Given text –
·····

NHIN Bait and Switch

Just when I thought the NHIN architecture and NHIN CONNECT were taking shape as the latticework underlying what is to be our Nationwide Health Information Network, a new initiative hit the proverbial street – NHIN Direct.  On its face, the NHIN Direct concept appears perfectly useful and potentially the answer to clinical data sharing – providers securely email continuity of care documents between one another in order to facilitate the transfer and continuation of care.  Upon further rumination, however, I have to ask myself, does the NHIN Direct concept represent a manifestation of Occam’s Razor, or is it just lazy thinking?                                                                     

Allow me to share a few observations: first, NHIN Direct, in its conceptual stage, appears to be separate and distinct from the overarching NHIN architecture originally conceived of and devised to establish a universal platform for health information exchange.  The NHIN architecture’s promise to standardize transactions, content, security, information sharing agreements, and clinical surveillance offers a future of comprehensive clinical and administrative data integration, sharing, access, reporting and analytics. 

Second, I don’t claim to be a NHIN Direct expert, I’m not sure anyone is at this point, since it is only in a conceptual state; but, as I understand the NHIN Direct concept, it essentially suggests the ad hoc distribution of limited clinical and administrative data, as published in a CCD, using a point-to-point secure email metaphor.  Armed with my admittedly limited awareness of the NHIN Direct concept, I find myself concerned that NHIN Direct foretells a future filled with version control confusion, stale data, compromised patient – physician relationships, no integration, incomplete information, no surveillance capabilities, and no true analytical features.  It’s a relatively simple sharing paradigm propped up by the chaotic, unstructured nature of email. Check that: secure email.

In short, the NHIN Direct concept may be a part of the answer, but it isn’t the answer.  Health Information Exchanges in their current and evolving form, HIEs focused on supporting the maturing definition of Meaningful Use, offer the structure, security, discipline, and feature sets required to support a healthcare community in a comprehensive and meaningful way.  Check that: some HIEs offer such capabilities.

·····

Your tasks –
1: Summarize the NHIN Direct post in two sentences.
2: Answer these questions from the NHIN Direct post:
(a) Under the NHIN Direct concept, what do providers securely email to one another?
(b) What metaphor does NHIN Direct use for distributing limited clinical and administrative data?
(c) What definition are the HIEs focused on supporting?
3: Say whether each statement agrees with the NHIN Direct post, quoting the words that decide it:
(a) The writer claims to be an expert on NHIN Direct.
(b) In its conceptual stage, NHIN Direct appears separate from the overarching NHIN architecture.
(c) The writer holds that all HIEs offer the structure and features a healthcare community needs.

Material supplied –

·····

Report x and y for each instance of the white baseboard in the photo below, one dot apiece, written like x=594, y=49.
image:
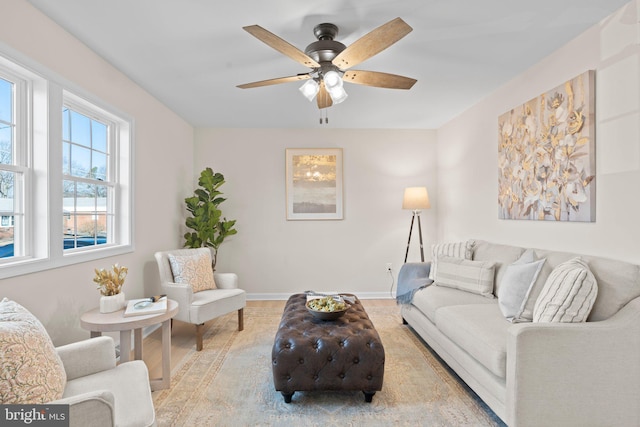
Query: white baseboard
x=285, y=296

·····

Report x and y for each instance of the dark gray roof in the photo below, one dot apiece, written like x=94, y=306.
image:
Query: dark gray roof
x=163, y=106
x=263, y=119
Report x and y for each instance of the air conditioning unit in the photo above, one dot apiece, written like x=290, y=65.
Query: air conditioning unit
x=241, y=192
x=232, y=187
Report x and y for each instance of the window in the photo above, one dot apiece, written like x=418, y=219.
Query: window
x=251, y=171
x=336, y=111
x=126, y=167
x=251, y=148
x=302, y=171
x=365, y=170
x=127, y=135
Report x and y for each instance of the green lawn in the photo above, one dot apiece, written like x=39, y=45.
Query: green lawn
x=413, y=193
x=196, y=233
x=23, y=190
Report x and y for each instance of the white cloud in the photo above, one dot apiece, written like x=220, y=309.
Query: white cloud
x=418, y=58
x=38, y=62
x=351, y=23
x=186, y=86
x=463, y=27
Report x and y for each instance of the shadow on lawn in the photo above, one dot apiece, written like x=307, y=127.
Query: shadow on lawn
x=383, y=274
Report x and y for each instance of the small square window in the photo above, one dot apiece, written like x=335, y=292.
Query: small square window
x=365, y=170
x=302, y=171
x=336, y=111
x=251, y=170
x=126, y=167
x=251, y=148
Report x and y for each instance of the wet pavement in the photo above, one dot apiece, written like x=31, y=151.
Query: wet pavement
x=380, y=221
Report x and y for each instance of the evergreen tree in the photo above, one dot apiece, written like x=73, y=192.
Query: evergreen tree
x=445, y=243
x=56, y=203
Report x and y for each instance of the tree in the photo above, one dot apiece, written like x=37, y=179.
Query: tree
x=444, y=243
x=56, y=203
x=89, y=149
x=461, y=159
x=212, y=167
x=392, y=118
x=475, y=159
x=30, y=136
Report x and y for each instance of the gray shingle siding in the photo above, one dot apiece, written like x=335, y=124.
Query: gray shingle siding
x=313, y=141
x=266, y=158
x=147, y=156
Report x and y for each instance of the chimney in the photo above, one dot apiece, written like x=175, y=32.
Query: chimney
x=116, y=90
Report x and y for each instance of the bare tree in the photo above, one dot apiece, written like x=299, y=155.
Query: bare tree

·····

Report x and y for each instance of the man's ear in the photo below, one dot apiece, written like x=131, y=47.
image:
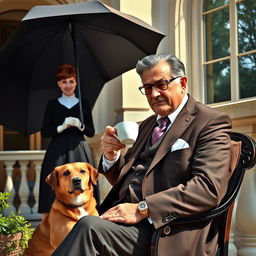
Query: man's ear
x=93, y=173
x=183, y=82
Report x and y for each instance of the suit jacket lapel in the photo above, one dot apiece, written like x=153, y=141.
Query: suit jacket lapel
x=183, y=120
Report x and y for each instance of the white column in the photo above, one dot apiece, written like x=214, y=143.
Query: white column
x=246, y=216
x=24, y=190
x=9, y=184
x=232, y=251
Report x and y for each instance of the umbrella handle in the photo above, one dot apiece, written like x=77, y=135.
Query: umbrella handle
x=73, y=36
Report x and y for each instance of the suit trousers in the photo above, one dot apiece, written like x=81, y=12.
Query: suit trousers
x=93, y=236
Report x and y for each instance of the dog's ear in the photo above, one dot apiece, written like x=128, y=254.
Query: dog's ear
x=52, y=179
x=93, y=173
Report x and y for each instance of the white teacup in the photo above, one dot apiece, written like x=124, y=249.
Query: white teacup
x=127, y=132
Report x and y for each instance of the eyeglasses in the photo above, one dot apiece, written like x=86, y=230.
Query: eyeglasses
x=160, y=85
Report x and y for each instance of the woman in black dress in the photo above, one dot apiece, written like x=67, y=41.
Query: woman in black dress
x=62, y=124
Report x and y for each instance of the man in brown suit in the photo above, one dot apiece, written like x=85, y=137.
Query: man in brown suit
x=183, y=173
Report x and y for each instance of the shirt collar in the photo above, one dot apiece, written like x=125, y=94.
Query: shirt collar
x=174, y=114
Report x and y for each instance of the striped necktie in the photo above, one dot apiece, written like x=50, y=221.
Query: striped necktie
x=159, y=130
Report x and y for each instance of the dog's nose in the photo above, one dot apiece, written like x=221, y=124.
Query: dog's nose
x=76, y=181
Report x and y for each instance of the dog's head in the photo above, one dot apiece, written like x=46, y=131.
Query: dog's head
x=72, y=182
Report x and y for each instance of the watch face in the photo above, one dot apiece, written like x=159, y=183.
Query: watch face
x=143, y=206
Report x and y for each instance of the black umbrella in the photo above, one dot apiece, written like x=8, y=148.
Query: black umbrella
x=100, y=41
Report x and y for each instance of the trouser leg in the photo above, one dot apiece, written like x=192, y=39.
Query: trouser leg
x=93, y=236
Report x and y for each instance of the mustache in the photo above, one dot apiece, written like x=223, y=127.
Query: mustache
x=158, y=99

·····

Solutions to the problems –
1: NHIN Direct is a new initiative in which providers securely email continuity of care documents to one another, and in its conceptual stage it appears separate from the overarching NHIN architecture that was devised to establish a universal platform for health information exchange. The writer is concerned that it foretells version control confusion, stale data, and a lack of integration, surveillance and analytical features, and concludes that it may be part of the answer but isn't the answer, since some HIEs offer the structure and features a healthcare community needs.

2:
(a) Continuity of care documents.
(b) A point-to-point secure email metaphor.
(c) The maturing definition of Meaningful Use.

3:
(a) No: "I don’t claim to be a NHIN Direct expert"
(b) Yes: "appears to be separate and distinct from the overarching NHIN architecture"
(c) No: "Check that: some HIEs offer such capabilities."